**Aim of the task**
Write each line exactly as it stands, from the line containing "Where can the stainless steel sink" through the end of the data.

**Data shown**
*-*-*

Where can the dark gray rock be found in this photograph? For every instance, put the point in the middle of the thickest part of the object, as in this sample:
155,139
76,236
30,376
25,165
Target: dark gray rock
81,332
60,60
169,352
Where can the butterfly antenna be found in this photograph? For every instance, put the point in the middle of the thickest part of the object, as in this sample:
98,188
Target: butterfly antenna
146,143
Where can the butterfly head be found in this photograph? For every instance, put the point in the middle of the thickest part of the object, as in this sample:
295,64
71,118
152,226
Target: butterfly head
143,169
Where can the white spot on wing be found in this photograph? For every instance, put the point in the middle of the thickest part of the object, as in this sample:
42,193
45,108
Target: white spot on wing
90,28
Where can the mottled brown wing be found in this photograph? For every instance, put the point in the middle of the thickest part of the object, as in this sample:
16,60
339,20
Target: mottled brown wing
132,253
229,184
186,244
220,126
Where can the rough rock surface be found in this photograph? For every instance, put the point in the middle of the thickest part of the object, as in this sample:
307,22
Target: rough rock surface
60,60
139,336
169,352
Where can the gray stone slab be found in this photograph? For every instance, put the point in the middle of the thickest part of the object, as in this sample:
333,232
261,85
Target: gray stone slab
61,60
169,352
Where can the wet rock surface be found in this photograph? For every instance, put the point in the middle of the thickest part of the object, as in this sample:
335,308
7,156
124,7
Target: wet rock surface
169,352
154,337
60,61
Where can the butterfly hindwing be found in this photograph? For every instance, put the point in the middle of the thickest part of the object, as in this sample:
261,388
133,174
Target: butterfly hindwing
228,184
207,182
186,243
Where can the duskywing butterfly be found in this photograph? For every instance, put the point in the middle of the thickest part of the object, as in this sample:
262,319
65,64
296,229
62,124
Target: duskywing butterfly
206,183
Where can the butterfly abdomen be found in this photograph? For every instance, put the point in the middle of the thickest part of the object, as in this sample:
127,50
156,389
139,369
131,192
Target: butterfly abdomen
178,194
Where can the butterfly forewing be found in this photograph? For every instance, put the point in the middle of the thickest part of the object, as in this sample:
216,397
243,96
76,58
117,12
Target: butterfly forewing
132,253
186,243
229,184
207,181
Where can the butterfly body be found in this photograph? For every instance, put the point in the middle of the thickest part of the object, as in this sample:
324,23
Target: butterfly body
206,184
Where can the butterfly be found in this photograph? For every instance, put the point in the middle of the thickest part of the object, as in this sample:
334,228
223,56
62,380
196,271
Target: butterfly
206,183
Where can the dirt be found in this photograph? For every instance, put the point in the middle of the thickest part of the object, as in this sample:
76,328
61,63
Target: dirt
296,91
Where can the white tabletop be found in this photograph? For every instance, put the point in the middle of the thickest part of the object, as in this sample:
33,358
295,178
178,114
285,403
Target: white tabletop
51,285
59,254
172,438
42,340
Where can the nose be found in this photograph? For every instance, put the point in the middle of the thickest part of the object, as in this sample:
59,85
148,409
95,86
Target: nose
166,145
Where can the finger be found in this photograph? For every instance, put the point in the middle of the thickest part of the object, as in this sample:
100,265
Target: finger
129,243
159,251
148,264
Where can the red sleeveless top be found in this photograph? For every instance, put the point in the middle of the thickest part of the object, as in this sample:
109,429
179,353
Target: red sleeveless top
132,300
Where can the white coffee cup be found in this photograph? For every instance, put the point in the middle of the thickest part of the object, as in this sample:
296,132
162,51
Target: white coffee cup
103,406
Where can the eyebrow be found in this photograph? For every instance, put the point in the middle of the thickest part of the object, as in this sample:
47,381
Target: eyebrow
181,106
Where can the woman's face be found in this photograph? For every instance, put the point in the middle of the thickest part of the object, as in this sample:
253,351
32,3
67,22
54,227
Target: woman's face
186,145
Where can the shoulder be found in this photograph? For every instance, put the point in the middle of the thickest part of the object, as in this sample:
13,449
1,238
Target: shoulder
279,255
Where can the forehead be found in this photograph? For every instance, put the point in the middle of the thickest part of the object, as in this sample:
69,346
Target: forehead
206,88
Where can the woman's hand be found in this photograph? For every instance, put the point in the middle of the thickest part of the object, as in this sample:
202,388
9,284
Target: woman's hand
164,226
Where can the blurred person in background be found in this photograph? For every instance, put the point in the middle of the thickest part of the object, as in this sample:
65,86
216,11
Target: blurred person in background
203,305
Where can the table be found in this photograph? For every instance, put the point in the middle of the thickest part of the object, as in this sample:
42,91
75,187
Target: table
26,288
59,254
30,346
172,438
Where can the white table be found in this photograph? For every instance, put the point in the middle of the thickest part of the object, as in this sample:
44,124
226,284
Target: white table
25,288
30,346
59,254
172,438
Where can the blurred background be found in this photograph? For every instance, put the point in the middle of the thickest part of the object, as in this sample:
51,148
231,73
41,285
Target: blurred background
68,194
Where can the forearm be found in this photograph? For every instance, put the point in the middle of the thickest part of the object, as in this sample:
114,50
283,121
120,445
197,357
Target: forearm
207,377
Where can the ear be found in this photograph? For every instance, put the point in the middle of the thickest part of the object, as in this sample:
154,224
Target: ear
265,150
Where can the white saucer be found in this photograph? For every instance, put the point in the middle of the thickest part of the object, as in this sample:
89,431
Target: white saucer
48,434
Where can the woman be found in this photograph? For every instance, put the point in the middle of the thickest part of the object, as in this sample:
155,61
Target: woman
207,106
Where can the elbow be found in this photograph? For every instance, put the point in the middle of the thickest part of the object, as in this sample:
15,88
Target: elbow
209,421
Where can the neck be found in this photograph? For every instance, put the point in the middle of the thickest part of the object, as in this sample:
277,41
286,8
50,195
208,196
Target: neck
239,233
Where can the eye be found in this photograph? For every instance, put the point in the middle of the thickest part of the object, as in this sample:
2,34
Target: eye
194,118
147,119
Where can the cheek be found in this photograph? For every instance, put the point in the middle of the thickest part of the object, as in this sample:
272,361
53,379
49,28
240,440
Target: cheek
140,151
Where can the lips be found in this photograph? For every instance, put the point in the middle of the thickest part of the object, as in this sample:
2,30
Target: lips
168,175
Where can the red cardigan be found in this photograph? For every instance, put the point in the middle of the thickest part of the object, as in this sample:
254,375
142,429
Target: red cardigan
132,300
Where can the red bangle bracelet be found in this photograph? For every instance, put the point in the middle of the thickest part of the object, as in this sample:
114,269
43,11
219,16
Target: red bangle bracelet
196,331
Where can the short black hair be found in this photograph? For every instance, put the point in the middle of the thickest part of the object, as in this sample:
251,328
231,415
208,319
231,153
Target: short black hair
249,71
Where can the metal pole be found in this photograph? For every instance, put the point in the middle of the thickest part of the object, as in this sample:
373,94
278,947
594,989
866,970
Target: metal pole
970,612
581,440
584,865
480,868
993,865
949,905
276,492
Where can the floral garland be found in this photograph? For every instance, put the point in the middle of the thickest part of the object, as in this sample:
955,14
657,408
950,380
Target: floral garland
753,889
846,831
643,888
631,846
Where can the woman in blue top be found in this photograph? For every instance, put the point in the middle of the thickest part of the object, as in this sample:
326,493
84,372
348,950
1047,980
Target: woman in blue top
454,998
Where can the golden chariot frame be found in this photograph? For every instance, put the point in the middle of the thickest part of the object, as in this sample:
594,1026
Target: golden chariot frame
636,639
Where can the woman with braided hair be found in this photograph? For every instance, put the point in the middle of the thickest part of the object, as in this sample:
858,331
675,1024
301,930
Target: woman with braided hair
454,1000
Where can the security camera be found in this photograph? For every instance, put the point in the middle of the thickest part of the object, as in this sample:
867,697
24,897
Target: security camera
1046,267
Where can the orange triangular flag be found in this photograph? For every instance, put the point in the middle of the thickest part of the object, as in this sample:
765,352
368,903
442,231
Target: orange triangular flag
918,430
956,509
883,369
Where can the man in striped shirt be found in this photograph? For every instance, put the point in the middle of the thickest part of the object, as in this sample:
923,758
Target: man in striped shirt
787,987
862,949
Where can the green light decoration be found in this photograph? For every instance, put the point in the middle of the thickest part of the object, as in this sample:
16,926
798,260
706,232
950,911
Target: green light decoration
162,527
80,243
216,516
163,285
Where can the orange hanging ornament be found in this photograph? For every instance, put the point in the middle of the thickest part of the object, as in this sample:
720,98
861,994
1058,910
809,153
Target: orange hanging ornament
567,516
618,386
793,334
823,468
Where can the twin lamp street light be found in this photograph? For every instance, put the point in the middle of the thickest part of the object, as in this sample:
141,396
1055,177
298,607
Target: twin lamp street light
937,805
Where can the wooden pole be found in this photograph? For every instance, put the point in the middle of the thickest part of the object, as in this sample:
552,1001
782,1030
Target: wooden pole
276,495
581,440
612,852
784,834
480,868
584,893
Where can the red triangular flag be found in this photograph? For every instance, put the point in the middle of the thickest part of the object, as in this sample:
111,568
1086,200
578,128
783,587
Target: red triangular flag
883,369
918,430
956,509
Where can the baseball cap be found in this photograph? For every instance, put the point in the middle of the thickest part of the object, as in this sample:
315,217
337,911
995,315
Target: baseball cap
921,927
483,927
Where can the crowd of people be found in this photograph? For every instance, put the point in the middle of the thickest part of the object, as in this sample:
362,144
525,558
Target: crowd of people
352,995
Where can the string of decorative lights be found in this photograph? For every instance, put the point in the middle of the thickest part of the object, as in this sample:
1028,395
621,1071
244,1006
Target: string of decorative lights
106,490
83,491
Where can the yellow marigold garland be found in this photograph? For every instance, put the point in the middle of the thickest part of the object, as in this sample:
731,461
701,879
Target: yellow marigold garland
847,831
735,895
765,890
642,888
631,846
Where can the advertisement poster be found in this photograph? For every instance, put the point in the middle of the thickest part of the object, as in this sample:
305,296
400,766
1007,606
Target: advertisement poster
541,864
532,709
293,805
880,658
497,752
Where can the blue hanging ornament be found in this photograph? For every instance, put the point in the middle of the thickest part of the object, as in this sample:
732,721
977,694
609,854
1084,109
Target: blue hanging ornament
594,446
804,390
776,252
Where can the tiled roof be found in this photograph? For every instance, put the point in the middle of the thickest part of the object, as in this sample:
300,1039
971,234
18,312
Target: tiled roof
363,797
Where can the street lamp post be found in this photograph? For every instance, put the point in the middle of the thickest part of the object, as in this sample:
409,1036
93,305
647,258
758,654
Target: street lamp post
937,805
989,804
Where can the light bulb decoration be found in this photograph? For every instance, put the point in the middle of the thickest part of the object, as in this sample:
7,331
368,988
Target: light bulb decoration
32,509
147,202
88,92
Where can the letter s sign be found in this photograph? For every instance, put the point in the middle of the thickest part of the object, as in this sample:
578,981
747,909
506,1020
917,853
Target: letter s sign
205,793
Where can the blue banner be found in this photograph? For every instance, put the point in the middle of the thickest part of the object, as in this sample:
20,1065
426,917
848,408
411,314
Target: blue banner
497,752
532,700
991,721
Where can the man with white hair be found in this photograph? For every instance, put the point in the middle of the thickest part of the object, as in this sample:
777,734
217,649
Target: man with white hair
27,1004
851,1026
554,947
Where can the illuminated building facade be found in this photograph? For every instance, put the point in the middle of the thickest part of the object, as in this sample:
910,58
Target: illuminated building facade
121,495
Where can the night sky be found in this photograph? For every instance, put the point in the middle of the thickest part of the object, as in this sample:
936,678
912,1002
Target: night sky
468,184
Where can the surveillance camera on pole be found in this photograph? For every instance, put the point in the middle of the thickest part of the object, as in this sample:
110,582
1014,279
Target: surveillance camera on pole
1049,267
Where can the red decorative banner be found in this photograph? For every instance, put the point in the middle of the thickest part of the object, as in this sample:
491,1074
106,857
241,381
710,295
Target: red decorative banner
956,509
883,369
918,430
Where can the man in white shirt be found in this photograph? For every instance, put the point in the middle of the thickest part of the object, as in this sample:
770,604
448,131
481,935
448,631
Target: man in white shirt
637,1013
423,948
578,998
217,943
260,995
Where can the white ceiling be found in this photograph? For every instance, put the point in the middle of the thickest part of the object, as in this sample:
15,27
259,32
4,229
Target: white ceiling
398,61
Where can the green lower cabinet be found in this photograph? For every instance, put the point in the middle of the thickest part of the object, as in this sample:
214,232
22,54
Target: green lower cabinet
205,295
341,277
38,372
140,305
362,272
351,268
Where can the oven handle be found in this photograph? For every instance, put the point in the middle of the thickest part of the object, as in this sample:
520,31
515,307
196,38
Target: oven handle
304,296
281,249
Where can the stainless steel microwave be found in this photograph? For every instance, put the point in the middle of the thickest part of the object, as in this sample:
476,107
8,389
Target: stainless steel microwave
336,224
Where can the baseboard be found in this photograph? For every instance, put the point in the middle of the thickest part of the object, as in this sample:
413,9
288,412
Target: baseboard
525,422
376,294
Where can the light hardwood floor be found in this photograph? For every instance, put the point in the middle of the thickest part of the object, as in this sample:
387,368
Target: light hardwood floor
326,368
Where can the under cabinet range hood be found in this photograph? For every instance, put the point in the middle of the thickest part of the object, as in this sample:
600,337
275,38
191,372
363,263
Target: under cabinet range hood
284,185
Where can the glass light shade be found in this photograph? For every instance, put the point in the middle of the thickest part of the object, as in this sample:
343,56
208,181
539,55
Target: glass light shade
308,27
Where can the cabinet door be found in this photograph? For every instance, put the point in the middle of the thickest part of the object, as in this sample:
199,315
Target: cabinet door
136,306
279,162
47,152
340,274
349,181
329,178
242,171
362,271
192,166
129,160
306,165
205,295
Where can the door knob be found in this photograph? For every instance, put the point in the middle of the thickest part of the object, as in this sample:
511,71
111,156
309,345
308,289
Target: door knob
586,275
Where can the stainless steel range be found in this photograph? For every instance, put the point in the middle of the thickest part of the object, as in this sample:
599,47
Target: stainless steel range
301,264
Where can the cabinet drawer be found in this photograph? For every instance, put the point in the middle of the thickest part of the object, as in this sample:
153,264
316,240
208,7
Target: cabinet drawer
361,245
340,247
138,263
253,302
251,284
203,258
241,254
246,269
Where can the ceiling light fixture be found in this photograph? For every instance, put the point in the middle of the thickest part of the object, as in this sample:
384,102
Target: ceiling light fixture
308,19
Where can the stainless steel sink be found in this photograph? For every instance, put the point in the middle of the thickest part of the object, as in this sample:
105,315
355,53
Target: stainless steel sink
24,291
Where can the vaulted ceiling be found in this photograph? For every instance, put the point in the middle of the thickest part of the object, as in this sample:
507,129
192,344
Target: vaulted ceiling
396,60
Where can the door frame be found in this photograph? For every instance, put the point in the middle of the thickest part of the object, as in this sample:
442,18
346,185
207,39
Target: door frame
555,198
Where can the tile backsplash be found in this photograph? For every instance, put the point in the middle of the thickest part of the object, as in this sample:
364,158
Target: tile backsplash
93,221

*-*-*

**Output**
Where can the stainless steel sink be found in this photograph? For every instance, put the point in the middle of the thickest part of the object, as in this sample:
105,315
355,53
Target: stainless steel sink
24,291
Where can the vaulted ceiling be found in this photograph? For every instance, put the point in the middle of the thickest part of the object, as in this sample:
507,129
192,344
Target: vaulted ceiling
396,60
Where can the door frame be found in this photograph? For every instance, put the point in the middle of the thickest part of the object, as in this sample:
442,18
346,185
207,39
Target: door frame
555,198
Where can the tile backsplash be found in this photograph? For every instance, put the point in the middle of the thickest part of the object, as in this sample:
364,158
Target: tile backsplash
93,221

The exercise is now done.